**Material to process:**

──────

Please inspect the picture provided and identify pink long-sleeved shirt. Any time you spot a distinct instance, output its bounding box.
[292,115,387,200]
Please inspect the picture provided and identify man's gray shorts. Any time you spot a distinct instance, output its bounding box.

──────

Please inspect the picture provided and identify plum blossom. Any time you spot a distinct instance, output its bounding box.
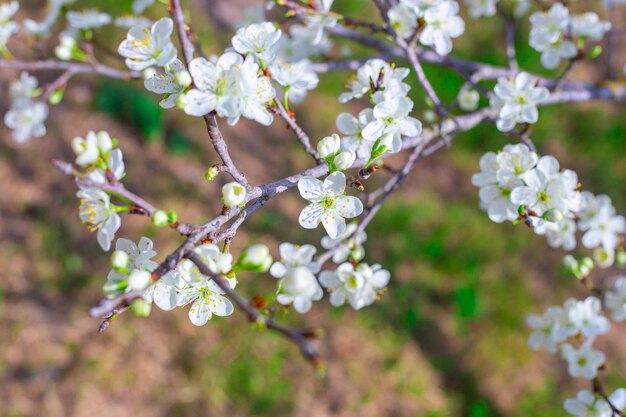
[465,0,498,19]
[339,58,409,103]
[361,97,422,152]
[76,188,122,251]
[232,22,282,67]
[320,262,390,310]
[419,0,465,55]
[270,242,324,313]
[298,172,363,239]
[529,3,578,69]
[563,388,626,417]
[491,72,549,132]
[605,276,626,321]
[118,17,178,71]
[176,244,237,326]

──────

**Exercise prompt:**
Reproduce verbatim the stretch of the records above from the line containing "Please inspect the picture provided and identify pink" through the line containing "Please inspect the picture provided and identify man's". Include both of those lines and nothing outside them.

**Worked answer:**
Please inspect the picture provided and identify pink long-sleeved shirt. Any time you spot a distinct instance, output its bounding box.
[292,115,387,200]
Please inspect the picture provided and identify man's gray shorts. Any time you spot a distinct instance, output its bounding box.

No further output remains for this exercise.